== What is expected ==
In the listing that follows, locate the line containing "For the site audit, find each instance of the shoulder" and the line containing "For the site audit, find each instance of the white canopy". Retype exactly those two lines and every line between them, and nothing more.

(Source records)

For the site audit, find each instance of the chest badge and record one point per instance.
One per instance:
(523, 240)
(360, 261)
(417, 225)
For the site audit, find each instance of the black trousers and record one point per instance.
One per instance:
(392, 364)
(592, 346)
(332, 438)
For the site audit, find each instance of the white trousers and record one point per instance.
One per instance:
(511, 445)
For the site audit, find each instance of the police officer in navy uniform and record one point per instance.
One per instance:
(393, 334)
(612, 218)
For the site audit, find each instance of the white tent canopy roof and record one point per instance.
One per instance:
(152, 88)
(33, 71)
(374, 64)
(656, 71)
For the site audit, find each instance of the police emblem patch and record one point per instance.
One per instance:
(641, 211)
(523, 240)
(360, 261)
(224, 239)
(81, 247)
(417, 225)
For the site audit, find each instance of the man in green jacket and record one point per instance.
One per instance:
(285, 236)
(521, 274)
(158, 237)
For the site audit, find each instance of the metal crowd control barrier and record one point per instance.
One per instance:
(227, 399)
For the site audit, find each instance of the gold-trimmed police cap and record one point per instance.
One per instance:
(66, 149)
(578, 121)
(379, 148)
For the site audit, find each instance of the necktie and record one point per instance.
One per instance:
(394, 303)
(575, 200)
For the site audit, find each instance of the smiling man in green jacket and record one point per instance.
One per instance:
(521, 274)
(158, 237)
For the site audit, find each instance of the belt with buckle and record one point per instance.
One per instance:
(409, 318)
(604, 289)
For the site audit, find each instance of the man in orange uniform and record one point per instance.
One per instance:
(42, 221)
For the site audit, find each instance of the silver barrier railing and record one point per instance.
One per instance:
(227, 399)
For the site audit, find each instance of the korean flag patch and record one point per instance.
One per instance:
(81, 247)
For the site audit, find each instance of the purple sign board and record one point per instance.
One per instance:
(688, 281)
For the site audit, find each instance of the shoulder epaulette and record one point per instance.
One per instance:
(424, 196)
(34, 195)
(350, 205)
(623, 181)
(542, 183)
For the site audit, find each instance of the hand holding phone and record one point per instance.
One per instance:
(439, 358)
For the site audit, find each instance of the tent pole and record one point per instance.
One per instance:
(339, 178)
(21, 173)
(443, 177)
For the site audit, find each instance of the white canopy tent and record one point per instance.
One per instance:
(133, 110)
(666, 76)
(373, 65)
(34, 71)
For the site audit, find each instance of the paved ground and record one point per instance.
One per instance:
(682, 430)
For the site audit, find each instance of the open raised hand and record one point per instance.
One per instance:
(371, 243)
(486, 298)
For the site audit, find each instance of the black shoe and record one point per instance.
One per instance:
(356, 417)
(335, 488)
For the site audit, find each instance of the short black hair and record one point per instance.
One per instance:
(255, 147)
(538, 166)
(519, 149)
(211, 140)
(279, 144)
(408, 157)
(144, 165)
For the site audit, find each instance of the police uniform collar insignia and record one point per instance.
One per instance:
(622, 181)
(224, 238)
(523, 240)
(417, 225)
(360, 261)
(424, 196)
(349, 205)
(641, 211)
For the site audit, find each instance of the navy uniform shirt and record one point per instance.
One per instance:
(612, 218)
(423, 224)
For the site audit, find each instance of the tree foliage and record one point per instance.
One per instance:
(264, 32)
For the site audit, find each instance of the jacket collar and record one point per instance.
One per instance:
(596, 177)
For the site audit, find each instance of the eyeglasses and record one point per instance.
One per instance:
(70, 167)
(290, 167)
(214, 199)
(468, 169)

(End Source records)
(Source records)

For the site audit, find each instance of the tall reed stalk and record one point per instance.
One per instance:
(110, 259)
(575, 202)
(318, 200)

(End Source records)

== Exercise answer ==
For the site audit, find each instance of the shoulder epaulette and record one point per instance.
One per instance:
(424, 196)
(34, 195)
(350, 205)
(623, 181)
(542, 183)
For the site audit, find each instance of the hand holding phone and record one point per instance.
One per instance:
(439, 358)
For the site audit, find each instance of the tent pole and record one point per instance.
One per instance:
(339, 178)
(21, 173)
(443, 177)
For the site audit, find each instance of the white canopy tent and record one point per instance.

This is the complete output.